--- TASK DETAILS ---
Output the lines below as a JSON list of strings, one string per line and blank lines omitted, covering only the line with "Note to the class: point at the window sill" up to and including the line with "<point>481,363</point>".

-- RECORDS start --

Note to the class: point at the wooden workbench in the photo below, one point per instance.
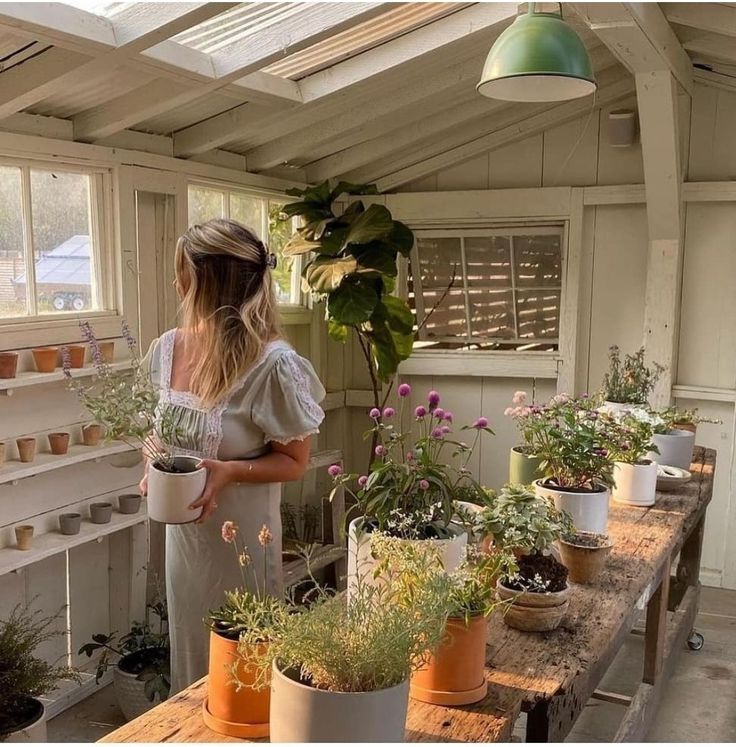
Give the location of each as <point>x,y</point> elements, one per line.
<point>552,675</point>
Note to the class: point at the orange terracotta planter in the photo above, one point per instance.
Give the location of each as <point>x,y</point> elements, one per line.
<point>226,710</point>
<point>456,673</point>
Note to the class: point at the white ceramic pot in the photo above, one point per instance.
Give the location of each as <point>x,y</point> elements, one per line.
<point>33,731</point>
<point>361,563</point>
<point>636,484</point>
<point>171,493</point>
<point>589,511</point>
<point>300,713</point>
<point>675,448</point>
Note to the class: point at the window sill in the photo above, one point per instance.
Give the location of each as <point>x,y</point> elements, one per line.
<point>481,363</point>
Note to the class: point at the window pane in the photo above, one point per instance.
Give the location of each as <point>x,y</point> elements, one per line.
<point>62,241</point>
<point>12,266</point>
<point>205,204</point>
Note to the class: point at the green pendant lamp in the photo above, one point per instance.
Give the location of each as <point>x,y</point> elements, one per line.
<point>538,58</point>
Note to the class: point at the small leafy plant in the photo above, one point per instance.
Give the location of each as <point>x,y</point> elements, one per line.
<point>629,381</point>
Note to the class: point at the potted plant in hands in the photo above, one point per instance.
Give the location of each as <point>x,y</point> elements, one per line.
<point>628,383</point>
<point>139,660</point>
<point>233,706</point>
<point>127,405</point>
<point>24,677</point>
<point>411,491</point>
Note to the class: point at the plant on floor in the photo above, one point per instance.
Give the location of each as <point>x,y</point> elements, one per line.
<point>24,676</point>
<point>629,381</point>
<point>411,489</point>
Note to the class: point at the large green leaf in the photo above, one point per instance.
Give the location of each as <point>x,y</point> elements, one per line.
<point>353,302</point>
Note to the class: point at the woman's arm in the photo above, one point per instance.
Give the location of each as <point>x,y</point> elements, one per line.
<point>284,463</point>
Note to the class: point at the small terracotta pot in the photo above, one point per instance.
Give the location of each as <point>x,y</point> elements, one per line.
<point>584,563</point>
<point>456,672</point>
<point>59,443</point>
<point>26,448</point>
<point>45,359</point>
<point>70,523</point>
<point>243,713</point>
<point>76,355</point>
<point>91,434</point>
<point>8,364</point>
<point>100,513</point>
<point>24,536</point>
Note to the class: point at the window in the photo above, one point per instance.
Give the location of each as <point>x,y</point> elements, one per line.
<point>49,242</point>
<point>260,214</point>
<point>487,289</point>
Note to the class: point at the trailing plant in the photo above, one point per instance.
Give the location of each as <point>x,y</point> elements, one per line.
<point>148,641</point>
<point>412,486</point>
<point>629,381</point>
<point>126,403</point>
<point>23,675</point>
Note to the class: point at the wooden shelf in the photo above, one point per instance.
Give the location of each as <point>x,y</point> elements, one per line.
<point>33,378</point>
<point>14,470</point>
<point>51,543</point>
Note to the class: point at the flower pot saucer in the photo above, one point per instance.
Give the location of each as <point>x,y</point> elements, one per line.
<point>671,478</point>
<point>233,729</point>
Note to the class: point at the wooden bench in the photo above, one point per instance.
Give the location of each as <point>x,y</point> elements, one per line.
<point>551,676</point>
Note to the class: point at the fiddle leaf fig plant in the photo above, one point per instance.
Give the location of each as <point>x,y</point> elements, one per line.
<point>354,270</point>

-- RECORDS end --
-- RECORDS start --

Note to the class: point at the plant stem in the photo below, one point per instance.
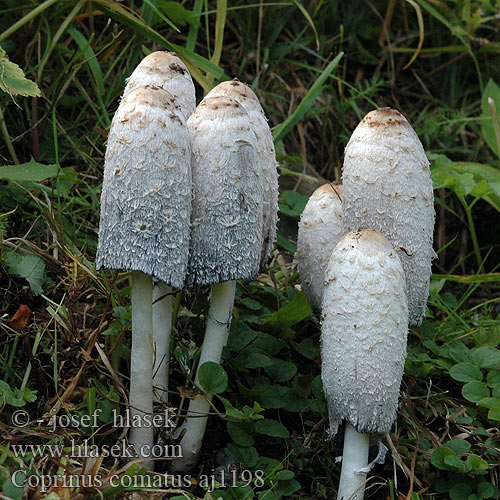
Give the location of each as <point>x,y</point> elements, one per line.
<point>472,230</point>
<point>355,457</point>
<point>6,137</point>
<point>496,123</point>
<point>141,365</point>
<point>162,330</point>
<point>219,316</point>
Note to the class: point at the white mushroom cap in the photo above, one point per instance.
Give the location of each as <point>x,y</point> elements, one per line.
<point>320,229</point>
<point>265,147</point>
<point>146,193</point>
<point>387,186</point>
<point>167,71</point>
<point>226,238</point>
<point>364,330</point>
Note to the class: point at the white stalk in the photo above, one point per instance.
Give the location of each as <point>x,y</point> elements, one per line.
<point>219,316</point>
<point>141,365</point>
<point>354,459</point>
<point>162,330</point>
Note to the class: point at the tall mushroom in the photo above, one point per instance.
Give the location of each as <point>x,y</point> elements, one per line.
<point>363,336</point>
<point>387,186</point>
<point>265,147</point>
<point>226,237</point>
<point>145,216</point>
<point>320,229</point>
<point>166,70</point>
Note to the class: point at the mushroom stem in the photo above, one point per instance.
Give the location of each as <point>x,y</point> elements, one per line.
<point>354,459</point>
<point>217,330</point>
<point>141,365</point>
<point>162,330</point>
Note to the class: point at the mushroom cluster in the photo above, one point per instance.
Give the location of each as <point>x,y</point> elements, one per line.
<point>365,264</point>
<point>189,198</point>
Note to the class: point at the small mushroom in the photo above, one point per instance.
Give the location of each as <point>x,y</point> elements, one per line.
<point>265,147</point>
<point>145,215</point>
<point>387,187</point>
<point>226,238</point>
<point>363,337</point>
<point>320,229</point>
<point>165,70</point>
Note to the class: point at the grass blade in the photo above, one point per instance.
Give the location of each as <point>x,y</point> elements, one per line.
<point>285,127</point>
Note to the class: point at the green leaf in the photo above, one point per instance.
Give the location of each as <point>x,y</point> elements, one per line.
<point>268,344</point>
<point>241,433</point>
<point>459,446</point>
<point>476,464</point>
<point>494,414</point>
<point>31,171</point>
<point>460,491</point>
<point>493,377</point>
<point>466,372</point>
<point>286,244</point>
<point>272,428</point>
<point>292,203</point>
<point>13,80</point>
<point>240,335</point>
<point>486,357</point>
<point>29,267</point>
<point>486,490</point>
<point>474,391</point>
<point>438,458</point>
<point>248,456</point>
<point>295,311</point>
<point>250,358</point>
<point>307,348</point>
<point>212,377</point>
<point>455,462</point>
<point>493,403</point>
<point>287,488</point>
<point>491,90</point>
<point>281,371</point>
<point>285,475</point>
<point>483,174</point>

-- RECORDS end --

--- ANSWER FOR THIS EXERCISE ---
[
  "Note to the class: point at the window sill in the photo above, one point per instance.",
  "Give the location of each as <point>x,y</point> elements, one per line.",
  "<point>481,363</point>"
]